_Source extract_.
....................

The ever-increasing value of residential real estate in London is well-documented. Even those with what are considered good incomes can often struggle to buy a home in a desirable location. The prospect of our children owning their own home is, for many, remote. One option, says Boodle Hatfield’s Min Nolan, is to divide the family home, creating new homes for your children. There are attractive tax benefits too, the author says. The editors invite readers who want to comment to get in touch. As always, the opinions of guest contributors are not necessarily shared by the editors.

The subdivision of the house into, for example, two or three flats is considered a material change of use and will require planning permission from your local authority. If the house is listed then listed building consent will also be needed. When considering a planning application, the local authority may consider factors such as the number of conversions in the area, and the provision of local amenities, particularly parking. Homeowners should also check to see if the house is in a conservation area as this may affect the conversion, particularly external factors such as windows. Any subdivision will also need to comply with all applicable building regulations, which cover a number of diverse areas, including the structure of the buildings, fire safety, passage of sound, ventilation and sanitation to ensure the health and safety of the people in and around the building.

Only with the relevant permissions should work begin. 

Tax
There will only be tax benefits if you are prepared to hand over control of the flats completely to your children. If the flats are gifted outright, there will not be any Stamp Duty Land Tax (SDLT) as the children are not purchasing them. If your children are taking the gifts subject to a mortgage over your property, however, there may be SDLT to pay. Your mortgage should also be checked to ensure that there is no restriction on giving away the legal title in part of your property.

The value of the gifted flats will be outside your estate for inheritance tax (IHT). If you survive seven years from the date of the gifts, IHT will not be payable on your death. It is worth bearing in mind that should you not survive seven years then the gift will become chargeable for IHT (potentially up to 40 per cent) on your death.

....................

_Directions_.
1 - Which areas does the article on dividing the family home say building regulations cover?
2 - Can you carry the article on dividing the family home forward, picking up after its final sentence about inheritance tax?
The rows that come next are drawn from a separate source.

....................

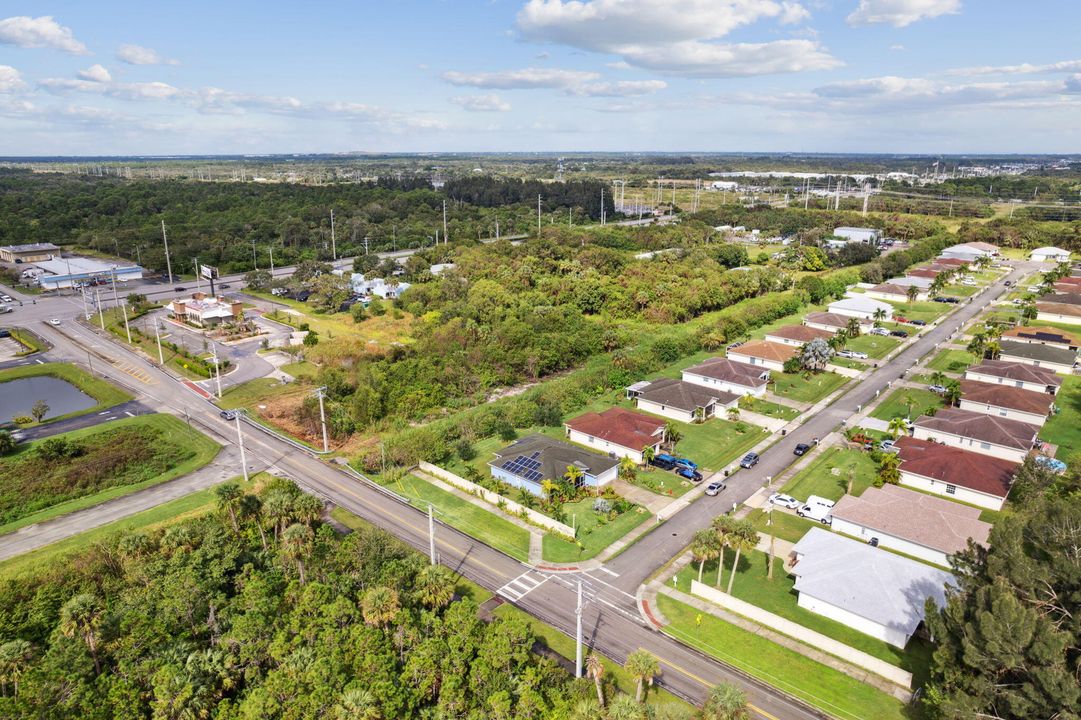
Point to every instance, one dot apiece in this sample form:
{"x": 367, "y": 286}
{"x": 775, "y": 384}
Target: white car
{"x": 784, "y": 501}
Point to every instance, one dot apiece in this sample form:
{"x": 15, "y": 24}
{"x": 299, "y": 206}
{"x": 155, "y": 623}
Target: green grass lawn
{"x": 770, "y": 409}
{"x": 825, "y": 688}
{"x": 1064, "y": 429}
{"x": 907, "y": 402}
{"x": 952, "y": 361}
{"x": 819, "y": 477}
{"x": 875, "y": 346}
{"x": 104, "y": 392}
{"x": 475, "y": 521}
{"x": 778, "y": 597}
{"x": 805, "y": 389}
{"x": 595, "y": 534}
{"x": 114, "y": 465}
{"x": 614, "y": 676}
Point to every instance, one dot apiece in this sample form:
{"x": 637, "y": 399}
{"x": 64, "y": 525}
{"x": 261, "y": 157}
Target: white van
{"x": 817, "y": 508}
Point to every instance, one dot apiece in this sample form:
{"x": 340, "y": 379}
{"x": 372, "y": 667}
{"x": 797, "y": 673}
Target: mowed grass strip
{"x": 117, "y": 458}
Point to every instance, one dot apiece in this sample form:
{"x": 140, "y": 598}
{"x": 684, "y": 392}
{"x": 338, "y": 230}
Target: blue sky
{"x": 840, "y": 76}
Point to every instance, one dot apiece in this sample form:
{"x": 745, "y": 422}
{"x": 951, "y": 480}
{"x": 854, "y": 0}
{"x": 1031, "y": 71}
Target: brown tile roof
{"x": 926, "y": 520}
{"x": 1004, "y": 396}
{"x": 832, "y": 319}
{"x": 730, "y": 371}
{"x": 1043, "y": 334}
{"x": 765, "y": 350}
{"x": 623, "y": 427}
{"x": 977, "y": 426}
{"x": 1016, "y": 371}
{"x": 957, "y": 467}
{"x": 800, "y": 333}
{"x": 684, "y": 396}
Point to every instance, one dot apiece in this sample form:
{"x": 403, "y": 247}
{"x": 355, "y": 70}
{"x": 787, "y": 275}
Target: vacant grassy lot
{"x": 811, "y": 387}
{"x": 828, "y": 475}
{"x": 907, "y": 402}
{"x": 952, "y": 361}
{"x": 836, "y": 693}
{"x": 105, "y": 394}
{"x": 114, "y": 460}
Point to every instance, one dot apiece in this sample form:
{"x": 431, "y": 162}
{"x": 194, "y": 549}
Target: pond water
{"x": 18, "y": 396}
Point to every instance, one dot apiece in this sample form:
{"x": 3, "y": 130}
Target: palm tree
{"x": 379, "y": 605}
{"x": 82, "y": 616}
{"x": 595, "y": 669}
{"x": 643, "y": 667}
{"x": 435, "y": 586}
{"x": 725, "y": 702}
{"x": 744, "y": 538}
{"x": 296, "y": 544}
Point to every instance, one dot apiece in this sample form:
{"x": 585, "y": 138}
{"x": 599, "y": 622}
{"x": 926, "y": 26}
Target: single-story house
{"x": 617, "y": 431}
{"x": 204, "y": 311}
{"x": 680, "y": 400}
{"x": 866, "y": 235}
{"x": 28, "y": 253}
{"x": 729, "y": 376}
{"x": 1005, "y": 401}
{"x": 988, "y": 435}
{"x": 528, "y": 462}
{"x": 894, "y": 292}
{"x": 1059, "y": 359}
{"x": 1050, "y": 254}
{"x": 862, "y": 307}
{"x": 920, "y": 525}
{"x": 866, "y": 588}
{"x": 1017, "y": 374}
{"x": 962, "y": 475}
{"x": 797, "y": 335}
{"x": 1042, "y": 336}
{"x": 765, "y": 355}
{"x": 833, "y": 321}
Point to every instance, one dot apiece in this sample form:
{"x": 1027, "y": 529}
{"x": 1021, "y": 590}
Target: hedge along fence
{"x": 506, "y": 505}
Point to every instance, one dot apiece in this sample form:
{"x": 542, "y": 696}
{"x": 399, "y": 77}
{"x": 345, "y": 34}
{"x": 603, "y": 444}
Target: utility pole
{"x": 431, "y": 535}
{"x": 321, "y": 392}
{"x": 240, "y": 441}
{"x": 169, "y": 264}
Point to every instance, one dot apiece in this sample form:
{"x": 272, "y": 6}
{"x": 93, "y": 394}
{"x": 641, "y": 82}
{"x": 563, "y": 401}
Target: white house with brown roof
{"x": 762, "y": 354}
{"x": 987, "y": 435}
{"x": 1015, "y": 374}
{"x": 913, "y": 523}
{"x": 961, "y": 475}
{"x": 1004, "y": 401}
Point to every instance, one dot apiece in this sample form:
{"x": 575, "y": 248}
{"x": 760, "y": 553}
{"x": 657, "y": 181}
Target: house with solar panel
{"x": 528, "y": 462}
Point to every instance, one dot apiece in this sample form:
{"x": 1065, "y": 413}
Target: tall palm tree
{"x": 82, "y": 616}
{"x": 743, "y": 538}
{"x": 643, "y": 667}
{"x": 595, "y": 669}
{"x": 296, "y": 545}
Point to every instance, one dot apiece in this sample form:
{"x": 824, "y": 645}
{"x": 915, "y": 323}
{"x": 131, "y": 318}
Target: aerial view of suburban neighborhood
{"x": 541, "y": 360}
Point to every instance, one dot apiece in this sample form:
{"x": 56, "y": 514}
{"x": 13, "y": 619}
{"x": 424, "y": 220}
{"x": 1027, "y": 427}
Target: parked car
{"x": 715, "y": 488}
{"x": 749, "y": 461}
{"x": 693, "y": 476}
{"x": 817, "y": 508}
{"x": 784, "y": 501}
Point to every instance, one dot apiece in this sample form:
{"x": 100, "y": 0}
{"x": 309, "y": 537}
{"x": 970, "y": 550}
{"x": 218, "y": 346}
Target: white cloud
{"x": 10, "y": 79}
{"x": 901, "y": 13}
{"x": 44, "y": 31}
{"x": 481, "y": 103}
{"x": 677, "y": 37}
{"x": 530, "y": 78}
{"x": 139, "y": 55}
{"x": 95, "y": 74}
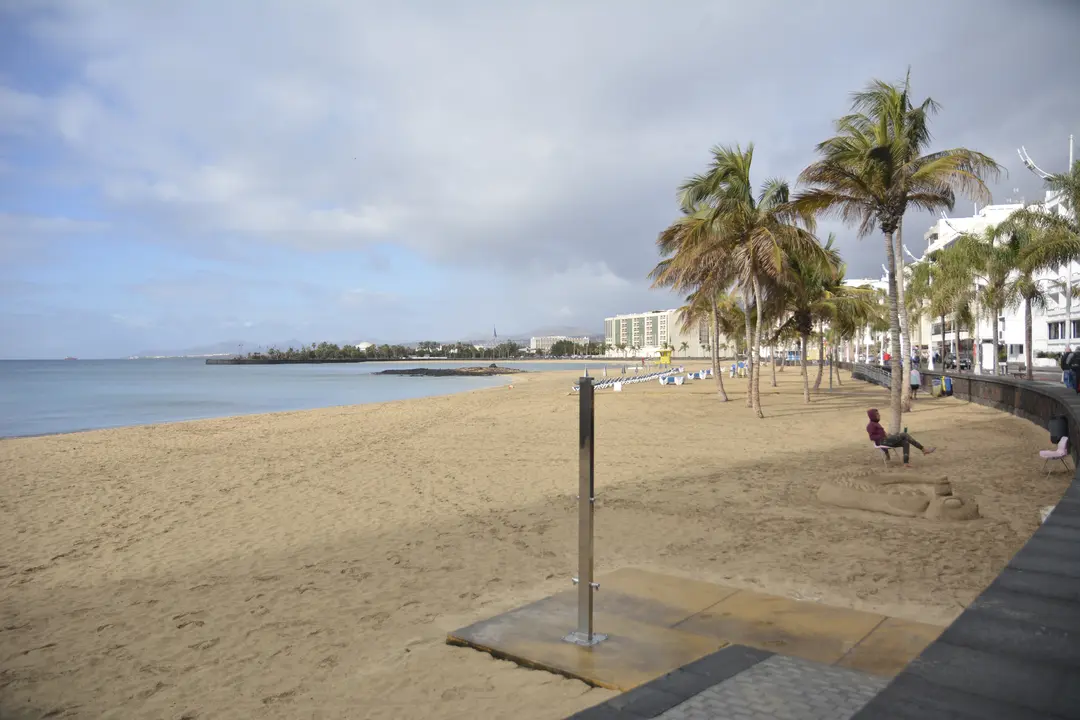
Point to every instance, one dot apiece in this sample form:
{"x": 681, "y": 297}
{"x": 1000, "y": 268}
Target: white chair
{"x": 1060, "y": 453}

....................

_Written responses_.
1 - structure of the buildings, fire safety, passage of sound, ventilation, sanitation

2 -
Importantly, you will not be able to reserve any rights of ownership over the flats, for example charging rent to your children or having free access to the flats. If you do, the gifts may be treated as gifts with a reservation of benefit, meaning they will remain part of your chargeable estate on death for IHT and there may be other negative tax implications. 

You should also be careful about retaining any benefit from the properties within seven years of making the gift in order to avoid a pre-owned assets charge (POAC). POAC is an income tax levied annually on the notional value of the benefit received by you from the property. You may incur a POAC liability if, for example, you went to live with one of your children in one of the flats, or even another property purchased with the proceeds of the flat that you had originally gifted. The anti-avoidance legislation is quite far reaching and so even receiving a loan from one of your children subsequent to your gift may attract a charge.

The downside of gifting the flats will be the potential capital gains tax charge. Currently, prior to the conversion, the house is your main residence and so you will get private residence relief (PRR), meaning CGT will not be charged on a disposal. Once the house is divided up, however, there may be an element of CGT chargeable on the additional value created by the conversion, arising on your disposal of the flats to the children. CGT may be charged on what is likely to be a relatively small proportion of the value of the flats at 18 per cent or 28 per cent. After this, as the flats will be the children's main residences, they will have their own PRR.  

Restrictions on future use
It is important to consider the potential future use of apartments created by the sub-divided the home. 

In order to avoid the gift with reservation of benefit rules, once you have gifted the flats to the children and they are the registered proprietors then you will not be able to prevent them from doing what they wish with the flats, including selling them. This is an important consideration practically, as you may well end up sharing the house with neighbours whom you have not chosen. Should your children wish to protect their flats from divorce or bankruptcy, they should carry out their own estate planning and consider putting in place a prenuptial or postnuptial agreement.

Although there are some tax benefits to be had in converting the family home into flats for your children, these should be carefully weighed up against various factors. These include the costs of the conversion, not least the fees of professional advisors, but also the practical implications of such an exercise and how the restraints outlined above to avoid reserving any benefit from the flats, and that the likelihood your children will want to sell eventually may impact your lifestyle in the future.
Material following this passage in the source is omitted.